Problem statement: Pull out every line in the data below that contains the word "jacket", treating uppercase and lowercase as different.

(Records of labeled points)
□ □ □

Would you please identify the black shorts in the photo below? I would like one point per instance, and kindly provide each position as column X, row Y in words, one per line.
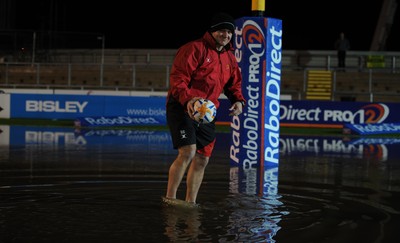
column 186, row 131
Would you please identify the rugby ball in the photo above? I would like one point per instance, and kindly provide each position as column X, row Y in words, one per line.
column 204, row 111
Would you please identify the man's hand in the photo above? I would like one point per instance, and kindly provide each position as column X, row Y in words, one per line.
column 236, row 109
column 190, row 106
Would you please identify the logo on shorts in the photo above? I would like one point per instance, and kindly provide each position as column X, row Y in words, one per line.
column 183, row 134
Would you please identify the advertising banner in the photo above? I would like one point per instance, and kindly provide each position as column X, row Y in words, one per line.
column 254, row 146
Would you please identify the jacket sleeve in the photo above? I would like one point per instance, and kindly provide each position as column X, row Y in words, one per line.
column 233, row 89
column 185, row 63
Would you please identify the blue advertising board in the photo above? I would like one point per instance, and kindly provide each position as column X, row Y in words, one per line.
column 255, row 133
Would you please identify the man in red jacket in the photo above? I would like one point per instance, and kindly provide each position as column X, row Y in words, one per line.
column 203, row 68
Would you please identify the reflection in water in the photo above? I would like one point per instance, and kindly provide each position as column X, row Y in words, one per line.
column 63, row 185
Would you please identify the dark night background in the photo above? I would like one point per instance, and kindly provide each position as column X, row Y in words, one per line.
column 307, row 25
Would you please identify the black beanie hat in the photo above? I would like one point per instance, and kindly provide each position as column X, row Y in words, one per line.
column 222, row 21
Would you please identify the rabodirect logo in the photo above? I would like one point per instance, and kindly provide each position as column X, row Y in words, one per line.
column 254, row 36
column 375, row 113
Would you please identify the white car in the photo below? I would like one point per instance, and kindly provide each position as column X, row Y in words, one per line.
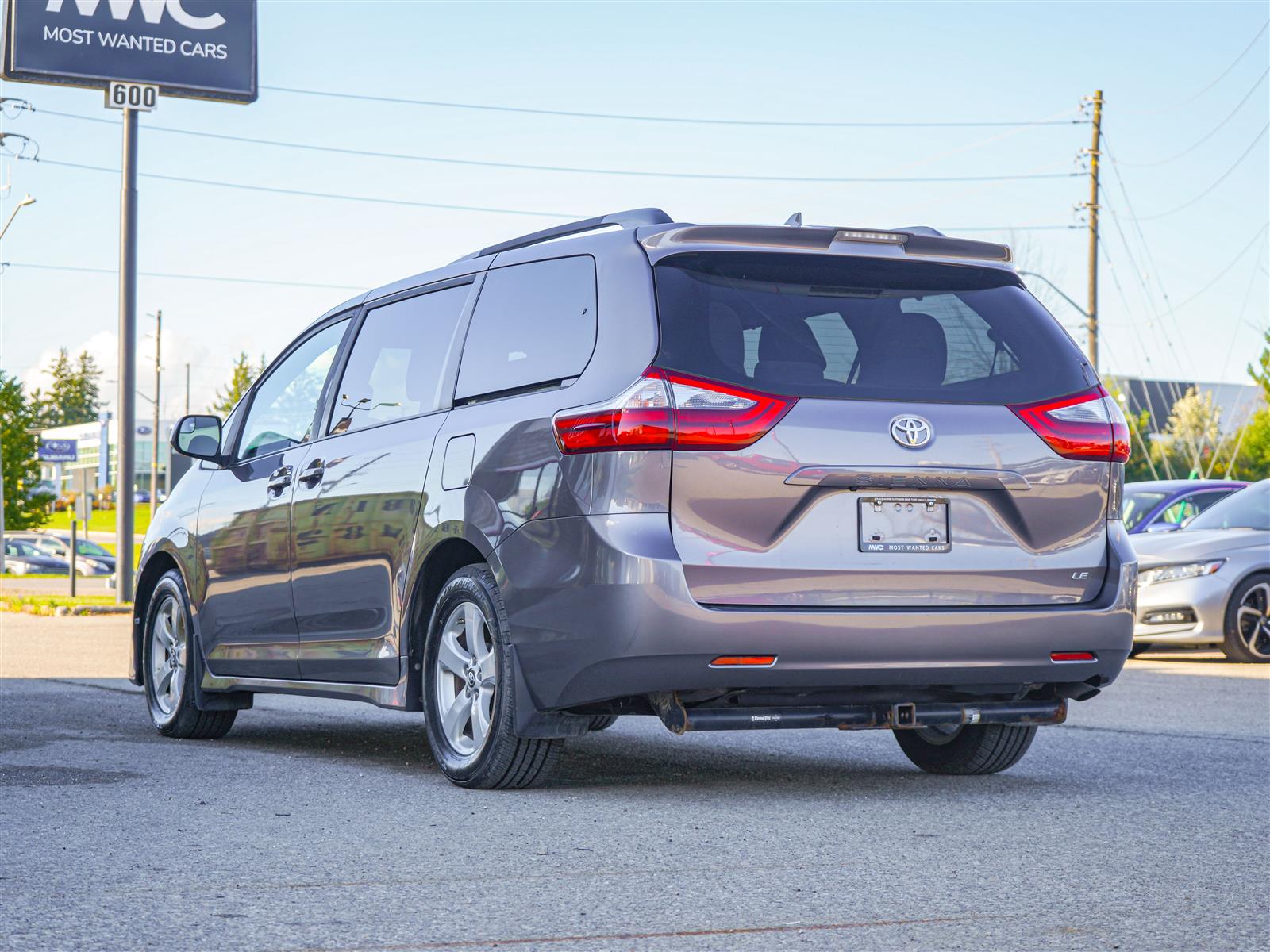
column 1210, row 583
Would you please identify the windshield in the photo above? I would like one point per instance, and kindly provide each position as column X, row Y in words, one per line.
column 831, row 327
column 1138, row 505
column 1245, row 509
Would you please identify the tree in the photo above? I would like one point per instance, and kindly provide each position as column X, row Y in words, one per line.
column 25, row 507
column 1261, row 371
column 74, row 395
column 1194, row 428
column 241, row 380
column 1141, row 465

□ □ □

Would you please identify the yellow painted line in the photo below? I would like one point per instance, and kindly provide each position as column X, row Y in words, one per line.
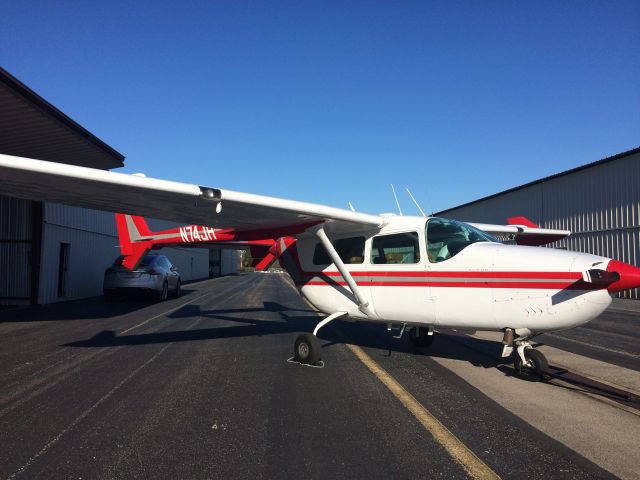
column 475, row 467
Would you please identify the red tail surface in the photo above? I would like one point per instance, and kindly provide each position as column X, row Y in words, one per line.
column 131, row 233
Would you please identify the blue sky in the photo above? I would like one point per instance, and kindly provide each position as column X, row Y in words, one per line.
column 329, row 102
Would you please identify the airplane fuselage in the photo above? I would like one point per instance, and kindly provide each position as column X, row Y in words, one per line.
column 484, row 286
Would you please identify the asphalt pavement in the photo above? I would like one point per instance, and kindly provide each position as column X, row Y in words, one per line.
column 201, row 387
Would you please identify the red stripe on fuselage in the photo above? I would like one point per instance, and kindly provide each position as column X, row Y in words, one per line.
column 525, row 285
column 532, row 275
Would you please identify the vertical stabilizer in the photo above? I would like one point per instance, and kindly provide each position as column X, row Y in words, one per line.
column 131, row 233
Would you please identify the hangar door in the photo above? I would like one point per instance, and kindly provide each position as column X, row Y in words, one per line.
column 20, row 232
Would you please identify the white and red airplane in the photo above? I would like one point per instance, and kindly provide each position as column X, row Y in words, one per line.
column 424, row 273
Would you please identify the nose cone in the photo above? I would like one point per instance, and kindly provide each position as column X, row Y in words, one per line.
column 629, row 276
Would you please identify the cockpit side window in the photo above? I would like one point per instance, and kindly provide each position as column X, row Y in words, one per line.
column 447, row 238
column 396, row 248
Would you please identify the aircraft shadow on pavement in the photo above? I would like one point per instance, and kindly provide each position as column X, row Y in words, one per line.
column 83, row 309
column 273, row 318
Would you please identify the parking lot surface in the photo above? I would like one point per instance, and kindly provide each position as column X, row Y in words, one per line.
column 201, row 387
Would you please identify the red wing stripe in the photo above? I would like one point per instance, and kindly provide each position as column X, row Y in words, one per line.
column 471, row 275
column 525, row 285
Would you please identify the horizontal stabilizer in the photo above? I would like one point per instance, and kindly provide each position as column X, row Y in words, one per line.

□ □ □

Answer for the task:
Would you please identify the jacket sleeve in the photo above? I would like one point per instance, and kindly provide each position as column X, row Y in words, one per line.
Would you please identify the man in red jacket in the photo above? I would like one point per instance, and kindly provide each position as column X, row Y in words, one per line.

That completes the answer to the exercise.